» **Exercise goal**
Every line from the one containing "Can you find the mountain range" through the end of the data is to be copied exactly, and nothing outside that range.

» **Data to examine**

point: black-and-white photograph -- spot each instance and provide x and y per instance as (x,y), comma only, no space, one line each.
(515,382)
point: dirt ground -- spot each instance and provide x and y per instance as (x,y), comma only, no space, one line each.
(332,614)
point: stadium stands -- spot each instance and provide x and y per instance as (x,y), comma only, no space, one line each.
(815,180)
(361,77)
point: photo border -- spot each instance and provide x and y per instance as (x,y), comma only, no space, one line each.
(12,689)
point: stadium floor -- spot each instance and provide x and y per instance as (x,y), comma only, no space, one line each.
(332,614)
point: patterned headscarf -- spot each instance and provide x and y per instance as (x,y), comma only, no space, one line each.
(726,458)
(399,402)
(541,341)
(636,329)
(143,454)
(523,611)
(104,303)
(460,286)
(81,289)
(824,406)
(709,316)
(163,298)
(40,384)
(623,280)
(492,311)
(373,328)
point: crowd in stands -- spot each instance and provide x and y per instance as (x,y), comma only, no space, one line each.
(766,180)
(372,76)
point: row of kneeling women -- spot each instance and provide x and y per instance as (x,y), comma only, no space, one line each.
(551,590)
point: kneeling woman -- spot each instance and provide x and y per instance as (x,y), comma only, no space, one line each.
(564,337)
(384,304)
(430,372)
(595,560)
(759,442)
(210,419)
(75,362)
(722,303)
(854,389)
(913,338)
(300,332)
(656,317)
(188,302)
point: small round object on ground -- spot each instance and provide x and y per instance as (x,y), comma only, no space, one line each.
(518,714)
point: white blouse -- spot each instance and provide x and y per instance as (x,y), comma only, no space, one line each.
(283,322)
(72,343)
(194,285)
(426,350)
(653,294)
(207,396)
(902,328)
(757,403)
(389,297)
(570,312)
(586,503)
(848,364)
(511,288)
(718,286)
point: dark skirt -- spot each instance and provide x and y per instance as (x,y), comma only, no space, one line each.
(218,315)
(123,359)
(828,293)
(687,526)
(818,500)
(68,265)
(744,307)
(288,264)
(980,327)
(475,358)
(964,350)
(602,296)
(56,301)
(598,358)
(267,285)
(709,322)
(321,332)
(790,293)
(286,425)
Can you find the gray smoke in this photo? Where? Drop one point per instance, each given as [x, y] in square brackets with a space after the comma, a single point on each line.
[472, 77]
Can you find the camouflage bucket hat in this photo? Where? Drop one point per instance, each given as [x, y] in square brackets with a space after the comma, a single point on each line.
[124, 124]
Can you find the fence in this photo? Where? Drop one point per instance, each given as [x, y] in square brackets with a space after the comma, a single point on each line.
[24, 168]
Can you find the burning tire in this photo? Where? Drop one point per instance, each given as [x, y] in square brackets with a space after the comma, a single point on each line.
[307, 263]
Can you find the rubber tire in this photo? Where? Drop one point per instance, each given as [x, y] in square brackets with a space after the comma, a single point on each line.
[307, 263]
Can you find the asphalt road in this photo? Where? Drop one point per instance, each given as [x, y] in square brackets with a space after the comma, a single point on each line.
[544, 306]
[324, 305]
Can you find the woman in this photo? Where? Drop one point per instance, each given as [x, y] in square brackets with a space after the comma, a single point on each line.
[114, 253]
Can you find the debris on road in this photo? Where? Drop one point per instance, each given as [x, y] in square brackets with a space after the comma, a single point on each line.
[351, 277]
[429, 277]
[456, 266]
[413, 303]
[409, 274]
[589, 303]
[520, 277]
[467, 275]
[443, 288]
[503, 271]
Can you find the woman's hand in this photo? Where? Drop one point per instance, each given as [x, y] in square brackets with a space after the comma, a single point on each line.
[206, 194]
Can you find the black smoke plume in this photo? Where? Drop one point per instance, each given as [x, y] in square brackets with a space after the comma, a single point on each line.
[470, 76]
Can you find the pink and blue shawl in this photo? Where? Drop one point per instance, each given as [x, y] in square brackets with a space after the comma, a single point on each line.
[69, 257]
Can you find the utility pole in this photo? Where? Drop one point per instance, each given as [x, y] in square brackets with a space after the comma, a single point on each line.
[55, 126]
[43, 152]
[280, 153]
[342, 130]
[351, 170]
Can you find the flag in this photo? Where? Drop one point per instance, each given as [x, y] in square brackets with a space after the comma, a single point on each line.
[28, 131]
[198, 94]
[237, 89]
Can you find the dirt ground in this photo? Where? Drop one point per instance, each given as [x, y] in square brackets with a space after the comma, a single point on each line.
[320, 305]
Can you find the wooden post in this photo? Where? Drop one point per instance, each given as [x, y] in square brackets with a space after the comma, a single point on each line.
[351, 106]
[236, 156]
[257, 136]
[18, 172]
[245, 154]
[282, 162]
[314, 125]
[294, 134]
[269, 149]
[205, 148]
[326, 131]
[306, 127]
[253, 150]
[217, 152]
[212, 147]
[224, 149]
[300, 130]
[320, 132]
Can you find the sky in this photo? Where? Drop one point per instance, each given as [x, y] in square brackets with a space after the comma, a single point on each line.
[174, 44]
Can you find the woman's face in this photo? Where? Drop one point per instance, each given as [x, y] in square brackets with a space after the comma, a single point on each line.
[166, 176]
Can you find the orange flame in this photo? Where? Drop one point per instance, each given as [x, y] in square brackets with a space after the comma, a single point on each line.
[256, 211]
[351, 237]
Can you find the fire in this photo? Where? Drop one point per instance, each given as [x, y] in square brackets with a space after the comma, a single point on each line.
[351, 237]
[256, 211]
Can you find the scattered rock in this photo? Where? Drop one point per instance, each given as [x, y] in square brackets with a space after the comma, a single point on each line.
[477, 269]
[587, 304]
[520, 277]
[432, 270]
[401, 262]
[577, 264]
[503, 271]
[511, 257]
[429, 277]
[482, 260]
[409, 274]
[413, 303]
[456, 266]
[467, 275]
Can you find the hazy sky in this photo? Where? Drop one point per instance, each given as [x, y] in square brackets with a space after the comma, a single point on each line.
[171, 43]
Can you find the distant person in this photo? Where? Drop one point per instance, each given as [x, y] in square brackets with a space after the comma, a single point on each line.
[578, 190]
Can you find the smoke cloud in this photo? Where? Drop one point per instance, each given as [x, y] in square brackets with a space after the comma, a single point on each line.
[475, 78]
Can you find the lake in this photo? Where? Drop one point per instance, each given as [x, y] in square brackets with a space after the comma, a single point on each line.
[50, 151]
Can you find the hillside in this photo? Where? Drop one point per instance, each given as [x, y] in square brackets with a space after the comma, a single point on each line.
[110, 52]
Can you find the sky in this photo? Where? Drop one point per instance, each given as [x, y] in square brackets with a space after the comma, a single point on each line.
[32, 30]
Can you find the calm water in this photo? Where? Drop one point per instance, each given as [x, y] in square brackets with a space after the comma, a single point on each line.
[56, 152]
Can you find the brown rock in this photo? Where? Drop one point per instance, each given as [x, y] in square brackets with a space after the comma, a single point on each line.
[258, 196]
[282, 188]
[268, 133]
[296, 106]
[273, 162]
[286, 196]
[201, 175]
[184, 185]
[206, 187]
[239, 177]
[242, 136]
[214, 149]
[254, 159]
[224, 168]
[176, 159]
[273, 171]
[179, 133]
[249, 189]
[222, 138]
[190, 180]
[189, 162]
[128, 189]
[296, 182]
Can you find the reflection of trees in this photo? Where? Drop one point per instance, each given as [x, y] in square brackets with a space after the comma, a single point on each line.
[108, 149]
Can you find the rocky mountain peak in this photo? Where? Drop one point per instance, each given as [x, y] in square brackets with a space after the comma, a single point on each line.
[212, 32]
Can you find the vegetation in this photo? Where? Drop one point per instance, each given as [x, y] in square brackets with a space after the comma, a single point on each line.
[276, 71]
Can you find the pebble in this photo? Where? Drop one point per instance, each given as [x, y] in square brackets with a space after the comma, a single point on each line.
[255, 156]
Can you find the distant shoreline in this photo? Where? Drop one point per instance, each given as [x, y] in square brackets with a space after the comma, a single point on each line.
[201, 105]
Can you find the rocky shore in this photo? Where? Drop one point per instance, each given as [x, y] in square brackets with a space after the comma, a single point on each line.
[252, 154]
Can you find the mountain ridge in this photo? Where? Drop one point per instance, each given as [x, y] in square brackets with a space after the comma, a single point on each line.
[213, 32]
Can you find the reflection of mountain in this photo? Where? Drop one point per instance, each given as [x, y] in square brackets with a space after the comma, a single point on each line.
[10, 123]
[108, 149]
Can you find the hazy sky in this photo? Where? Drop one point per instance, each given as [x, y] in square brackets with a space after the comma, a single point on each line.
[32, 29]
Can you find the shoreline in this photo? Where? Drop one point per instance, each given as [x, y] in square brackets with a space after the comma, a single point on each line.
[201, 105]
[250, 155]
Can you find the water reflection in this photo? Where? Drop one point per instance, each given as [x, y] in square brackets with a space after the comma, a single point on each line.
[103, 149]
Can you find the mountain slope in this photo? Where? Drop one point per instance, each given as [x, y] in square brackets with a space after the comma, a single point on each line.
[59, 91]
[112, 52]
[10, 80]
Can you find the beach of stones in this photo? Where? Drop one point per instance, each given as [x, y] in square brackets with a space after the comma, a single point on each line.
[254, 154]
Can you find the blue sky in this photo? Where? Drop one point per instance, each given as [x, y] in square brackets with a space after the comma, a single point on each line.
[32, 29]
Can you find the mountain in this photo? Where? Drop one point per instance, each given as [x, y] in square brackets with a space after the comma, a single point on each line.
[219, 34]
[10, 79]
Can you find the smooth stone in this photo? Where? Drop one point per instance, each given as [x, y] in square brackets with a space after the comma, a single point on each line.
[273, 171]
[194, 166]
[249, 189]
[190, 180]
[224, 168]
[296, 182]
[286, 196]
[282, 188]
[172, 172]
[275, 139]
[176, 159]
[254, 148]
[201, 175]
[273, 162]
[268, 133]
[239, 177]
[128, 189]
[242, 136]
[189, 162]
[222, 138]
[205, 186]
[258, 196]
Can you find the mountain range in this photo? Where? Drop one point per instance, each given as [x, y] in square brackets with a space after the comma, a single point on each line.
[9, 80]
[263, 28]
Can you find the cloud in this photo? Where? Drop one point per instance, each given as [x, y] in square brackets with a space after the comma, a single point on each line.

» **Your solution**
Can you find the mountain range in this photo? Where? Drop one point per instance, each given as [x, y] in square brackets with a space after the comma, a single point on each line.
[9, 80]
[263, 28]
Can you find the cloud in this photo? Where? Drop one point per instance, each given as [x, y] in square brackets with a space after the comma, a single point on each line.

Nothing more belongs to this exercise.